Sunday again, and hopefully a lazy one – well it wants to be – I’ve got a busy week ahead!
Well had a print out of my new autobiography last night and I’ve hit over 140 pages – all complete and all checked. I have left the two long chapters at the beginning till last about the Trial and the prison experiences. I’ve half done the ‘Trial one’ but then put it aside because the the checking (precise dates, witness statements etc) was no fun writing. I mean, imagine it: I write a paragraph and find I have to go through boxes of transcript to get dates and quotes accurate – and it has to be accurate. I guess the Trial and the prison chapter will be the same amount of length again (just to give some idea of the length) and then there is just the concluding chapter to do. So it should be around 300 pages, even longer than Volume 1.
My Pact with the Devil book is now finished, just waiting for the cover. I shall be sending a finished copy of that to some friends in Yorkshire as it deals with the infamous Robin Hood’s Grave case, and, after all, that is a local issue involving local people.
Anyway, here is the second part of the extract from Beyond the Highgate Vampire first released in 1990. (The extract here is from the 4th revised edition released in 2002). It deal with the whole question of the ghostly entity witnessed at Highgate being connected (or very possibly connected) with ley lines that run through the area. Such at least is my conclusion; but, of course, you can make up your own mind’s!
So, I’ll do a more ‘personal’ Blog next time. But here is part 2 Enjoy . . .
HIGHGATE CEMETERY AND LEY LINES?

◆ Stated problem A ◆
Summarize the blog post in two sentences.
◆ Stated problem B ◆
Answer these questions from the blog post, one per line:
(i) How many pages of the new autobiography are complete and checked?
(ii) Which case does the Pact with the Devil book deal with?
(iii) From which edition of Beyond the Highgate Vampire is the extract taken, and when was that edition released?
◆ Stated problem C ◆
Reproduce the part of the blog post that opens with the words containing "Anyway, here is" and closes with "Enjoy . . .".

◆ Information supplied ◆
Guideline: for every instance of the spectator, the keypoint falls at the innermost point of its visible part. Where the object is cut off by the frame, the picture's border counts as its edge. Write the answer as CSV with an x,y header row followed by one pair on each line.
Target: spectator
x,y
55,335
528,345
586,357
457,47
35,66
==
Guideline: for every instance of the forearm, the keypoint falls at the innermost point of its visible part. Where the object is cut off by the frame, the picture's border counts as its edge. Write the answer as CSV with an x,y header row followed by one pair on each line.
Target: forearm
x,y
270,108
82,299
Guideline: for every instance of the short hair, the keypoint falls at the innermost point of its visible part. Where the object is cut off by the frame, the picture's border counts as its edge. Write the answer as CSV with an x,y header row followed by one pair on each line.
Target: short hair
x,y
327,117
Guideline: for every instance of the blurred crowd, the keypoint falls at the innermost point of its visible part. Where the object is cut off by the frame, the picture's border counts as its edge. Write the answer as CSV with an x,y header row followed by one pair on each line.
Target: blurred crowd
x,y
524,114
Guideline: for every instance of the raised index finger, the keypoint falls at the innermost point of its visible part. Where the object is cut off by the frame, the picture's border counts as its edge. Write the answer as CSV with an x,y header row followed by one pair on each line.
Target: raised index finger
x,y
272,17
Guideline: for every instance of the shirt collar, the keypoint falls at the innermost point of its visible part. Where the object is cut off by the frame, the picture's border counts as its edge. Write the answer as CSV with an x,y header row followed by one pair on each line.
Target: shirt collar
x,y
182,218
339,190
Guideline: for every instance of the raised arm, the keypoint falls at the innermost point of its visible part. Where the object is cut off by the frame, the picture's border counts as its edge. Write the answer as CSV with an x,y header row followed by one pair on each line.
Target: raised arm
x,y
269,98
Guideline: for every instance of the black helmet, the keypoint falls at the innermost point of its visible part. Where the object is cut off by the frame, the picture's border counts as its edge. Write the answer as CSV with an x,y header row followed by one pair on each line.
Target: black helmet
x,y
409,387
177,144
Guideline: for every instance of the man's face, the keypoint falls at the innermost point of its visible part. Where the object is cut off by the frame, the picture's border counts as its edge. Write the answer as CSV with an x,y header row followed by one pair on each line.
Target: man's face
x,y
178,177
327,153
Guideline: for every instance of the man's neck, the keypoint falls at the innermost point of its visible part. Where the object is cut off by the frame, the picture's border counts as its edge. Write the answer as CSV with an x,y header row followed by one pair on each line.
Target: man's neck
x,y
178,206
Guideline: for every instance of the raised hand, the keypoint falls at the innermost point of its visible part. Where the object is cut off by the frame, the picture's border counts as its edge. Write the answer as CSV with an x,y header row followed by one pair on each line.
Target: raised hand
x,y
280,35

◆ Exercise output A ◆
The writer has printed over 140 complete and checked pages of a new autobiography, with the two long chapters on the Trial and the prison experiences and a concluding chapter still to do, for an expected total of around 300 pages. The Pact with the Devil book is finished except for its cover, and the post gives the second part of an extract from Beyond the Highgate Vampire about the ghostly entity at Highgate being possibly connected with ley lines.

◆ Exercise output B ◆
(i) Over 140 pages.
(ii) The Robin Hood’s Grave case.
(iii) The 4th revised edition, released in 2002.

◆ Exercise output C ◆
Anyway, here is the second part of the extract from Beyond the Highgate Vampire first released in 1990. (The extract here is from the 4th revised edition released in 2002). It deal with the whole question of the ghostly entity witnessed at Highgate being connected (or very possibly connected) with ley lines that run through the area. Such at least is my conclusion; but, of course, you can make up your own mind’s!
So, I’ll do a more ‘personal’ Blog next time. But here is part 2 Enjoy . . .